• _MATERIAL FOR THE TASK_:
◇ ◇ ◇ ◇
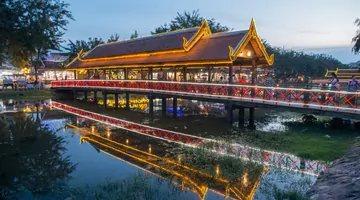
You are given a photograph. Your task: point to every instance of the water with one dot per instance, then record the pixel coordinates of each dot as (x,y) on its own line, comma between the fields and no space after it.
(105,158)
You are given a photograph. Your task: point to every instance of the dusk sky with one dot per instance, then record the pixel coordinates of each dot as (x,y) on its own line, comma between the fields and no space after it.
(319,26)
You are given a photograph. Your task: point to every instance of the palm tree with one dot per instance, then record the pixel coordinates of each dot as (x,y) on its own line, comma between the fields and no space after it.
(189,20)
(356,39)
(113,38)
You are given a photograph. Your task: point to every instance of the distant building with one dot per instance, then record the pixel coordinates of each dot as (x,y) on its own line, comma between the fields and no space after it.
(52,67)
(354,64)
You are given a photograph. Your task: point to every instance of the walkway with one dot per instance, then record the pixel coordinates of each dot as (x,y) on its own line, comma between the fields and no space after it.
(315,100)
(269,158)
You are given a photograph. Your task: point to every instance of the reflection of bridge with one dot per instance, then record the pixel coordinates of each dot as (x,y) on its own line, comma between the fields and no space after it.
(193,179)
(270,158)
(295,99)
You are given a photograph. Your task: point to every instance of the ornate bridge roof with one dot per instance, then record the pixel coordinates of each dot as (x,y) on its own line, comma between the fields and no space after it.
(194,46)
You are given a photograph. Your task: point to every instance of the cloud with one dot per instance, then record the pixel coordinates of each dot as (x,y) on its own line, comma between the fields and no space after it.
(313,32)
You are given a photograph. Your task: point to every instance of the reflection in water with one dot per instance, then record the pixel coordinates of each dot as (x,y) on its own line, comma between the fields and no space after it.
(31,158)
(196,180)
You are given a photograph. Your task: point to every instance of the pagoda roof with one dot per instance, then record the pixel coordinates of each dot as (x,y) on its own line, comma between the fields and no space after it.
(343,73)
(194,46)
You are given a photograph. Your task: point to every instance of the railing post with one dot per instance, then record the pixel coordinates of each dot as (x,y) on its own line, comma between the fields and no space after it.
(230,112)
(105,98)
(241,116)
(163,106)
(127,98)
(174,107)
(95,96)
(306,95)
(116,96)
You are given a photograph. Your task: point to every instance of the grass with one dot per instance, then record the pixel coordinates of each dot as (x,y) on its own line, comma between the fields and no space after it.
(31,94)
(311,144)
(305,145)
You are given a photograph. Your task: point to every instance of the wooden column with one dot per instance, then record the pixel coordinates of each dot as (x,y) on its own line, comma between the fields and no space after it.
(230,73)
(253,70)
(241,116)
(85,96)
(95,97)
(252,118)
(127,98)
(230,115)
(151,105)
(116,96)
(150,75)
(174,107)
(105,99)
(209,74)
(163,106)
(126,73)
(185,73)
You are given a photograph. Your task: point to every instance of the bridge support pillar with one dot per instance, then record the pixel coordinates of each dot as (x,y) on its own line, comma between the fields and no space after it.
(230,116)
(116,96)
(241,117)
(75,95)
(175,107)
(151,105)
(163,106)
(252,118)
(127,98)
(105,99)
(95,97)
(85,96)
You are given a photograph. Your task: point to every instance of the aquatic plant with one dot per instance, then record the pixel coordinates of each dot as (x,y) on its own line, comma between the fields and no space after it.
(31,158)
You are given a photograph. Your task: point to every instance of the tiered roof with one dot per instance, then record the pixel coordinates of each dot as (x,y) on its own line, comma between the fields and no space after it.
(194,46)
(343,73)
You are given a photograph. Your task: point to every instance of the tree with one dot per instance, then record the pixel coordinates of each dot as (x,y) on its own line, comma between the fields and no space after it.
(32,28)
(32,158)
(114,38)
(134,35)
(75,47)
(356,39)
(189,20)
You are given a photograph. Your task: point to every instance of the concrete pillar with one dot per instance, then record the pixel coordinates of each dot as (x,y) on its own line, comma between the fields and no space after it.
(126,73)
(163,106)
(85,96)
(127,98)
(185,74)
(175,107)
(241,116)
(252,118)
(209,74)
(116,96)
(75,95)
(230,116)
(151,105)
(95,97)
(150,73)
(230,74)
(105,99)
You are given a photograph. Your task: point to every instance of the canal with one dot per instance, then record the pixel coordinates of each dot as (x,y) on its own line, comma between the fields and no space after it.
(85,159)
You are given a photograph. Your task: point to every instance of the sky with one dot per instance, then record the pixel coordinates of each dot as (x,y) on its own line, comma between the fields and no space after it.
(314,26)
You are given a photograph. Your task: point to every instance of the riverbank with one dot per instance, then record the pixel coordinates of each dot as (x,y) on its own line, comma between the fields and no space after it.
(341,180)
(309,144)
(31,94)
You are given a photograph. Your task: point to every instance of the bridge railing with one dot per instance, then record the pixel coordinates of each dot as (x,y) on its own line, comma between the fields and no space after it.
(292,97)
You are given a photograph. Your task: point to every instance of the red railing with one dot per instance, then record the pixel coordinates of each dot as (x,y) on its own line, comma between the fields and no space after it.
(291,97)
(270,158)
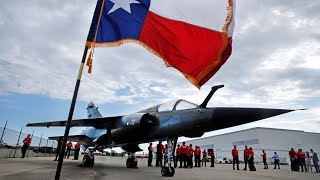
◇ ◇ ◇ ◇
Reproduce the records verbatim, omitting all images they contain.

You are given a photograph. Your task: point to every instance of the water with one dot per instance, then record the pixel coordinates of each dot as (x,y) on its own line, comma between the fields and no space after it.
(105,158)
You are given a photograph. Your task: point to every instance of the dusk sky with one dot per instance, then record the pixel coordinates of each dot as (x,y) on its own line, comma between the fields and no space after it.
(319,26)
You are given a photograph. Your task: point to every instance of the palm tree with one dot per instance, then record the pixel coordinates of each dot as (x,y) on its own line, comma between the fields and no space after it.
(189,20)
(356,39)
(113,38)
You are given a photograph. Your task: point to every instance of the distant building with one dot per instance, then record the pixel coordinates of each dot as (x,y) on its own line, comma between the fields and no space after it.
(52,67)
(354,64)
You are given a photograph. Your task: point to every instance of the walkway with one dot per instance, then record the pixel coordinates of each dot as (x,y) on its own line, comma between the fields and no space after it.
(315,100)
(269,158)
You are given a photograph. Your task: point to every instance of the reflection of bridge with one dot per instance, then record the pixel coordinates of each dot as (x,y) on its own line, comma between the fields and no space after it.
(193,179)
(270,158)
(295,99)
You are given a photograph. Your task: point to every instance of the ornate bridge roof with one dot per instance, then record the pixel coordinates of each dot as (x,y) on its own line, comma between the fields and no space after it.
(194,46)
You are given a photograph. Your task: point to every instance of the cloud with one dot per instance, then record the pixel coordinates of each dot as (x,y) on its own line, comma between the fields and no space after it.
(313,32)
You are given a photograph. Your task: point to every instance of the reflection in water with one dot per instance, then record the pixel coordinates of each dot as (x,y) on its own line, comma between the fields and no space after it.
(31,158)
(196,180)
You are given a photograph. Your task: point to every instance of the pagoda roof with one dot per instance, then record the pixel coordinates of each dot as (x,y) on its own line, comma between the fields and no space after it.
(343,73)
(194,46)
You are given a photograph. Your task: point to every instance of the railing post with one dot per instance, then record the pixel coordinates of each dot as (x,y) on its own line, comma between the fields and no space after it.
(230,112)
(105,98)
(241,116)
(163,106)
(127,98)
(174,107)
(95,96)
(306,95)
(116,96)
You are given a photograph. Your task: point to every instance of the grass with one dot per instance, then record the pixel coordinates of each dot as (x,y) on its own line, comma between the fields and no space after it.
(31,94)
(311,144)
(305,145)
You are given a photograph. Your task: point to every instance of the wooden column with one dot per instance, then record the pixel coordinates of each dot as (x,y) on its own line, comma between the fields and no space after it.
(230,73)
(253,70)
(241,116)
(85,96)
(95,97)
(252,118)
(127,98)
(230,115)
(151,105)
(116,96)
(150,75)
(174,107)
(105,99)
(209,74)
(163,106)
(126,73)
(185,73)
You are given a photograph. Your task: point to every instance of the bridge support pillar with one dot per instance, then record the pixel coordinates of each dot as (x,y) on its own line, comma between the fields and no space after it.
(230,116)
(116,96)
(241,117)
(75,95)
(175,107)
(151,105)
(163,106)
(252,118)
(127,98)
(105,99)
(95,97)
(85,96)
You are given a photograph. Your task: point to every instance of the aquatic plant with one dot per instance, then record the pixel coordinates of each dot as (x,y) on its own line, comma between the fields and no space after it.
(31,158)
You are given a photograph. Your task: point to every instance of the tiered roof with one dot per instance, then record the pixel coordinates of each dot as (x,y) on its own line, comma between the fields and no space after it.
(194,46)
(343,73)
You are given a photograph. Your task: point to every instance of the tree with one dot per instance, then record the pixel coordinates of each dot as (x,y) on its own line, comma between the fields and no space after it.
(32,28)
(32,158)
(114,38)
(134,35)
(75,47)
(356,39)
(189,20)
You are given a photograph. Your task: point to every instance of the concrete pillar with one dot per instance, then record the pixel coordinates of each dot as (x,y) on its own line, comma between the fields and no space after it.
(126,73)
(163,106)
(85,96)
(127,98)
(185,74)
(175,107)
(241,116)
(252,118)
(209,74)
(116,96)
(75,95)
(230,116)
(151,105)
(95,97)
(150,73)
(230,74)
(105,99)
You are given a photograph. Your task: point to every instance of the canal with one dot per instance, then record the pixel coordinates of each dot as (x,y) on its own line, comma between the fields and no space after it.
(85,159)
You are given a photograph. Your task: point to every instance of the sky with one dot per instance, then record the pixel coordinates of each dot as (x,y) on its own line, comma between the fields and no space after it.
(314,26)
You are given a photograph. Your task: point to every instance of the riverbank with one dot per instance, then record the pixel coordinates of each dot as (x,y) on its own line, comma between the fields and no space after it.
(341,180)
(309,144)
(31,94)
You are given a photograph. Your task: point to every instance of the bridge railing with one dot per instance, then record the pixel coordinates of each dot as (x,y) on its own line, comma between the fields and no space after it.
(292,97)
You are given a photograph. Your task: point to every instance of the red railing with one dot per instance, then record the pixel coordinates of each dot as (x,y) on its own line, comma between the fields and no space after it.
(291,97)
(270,158)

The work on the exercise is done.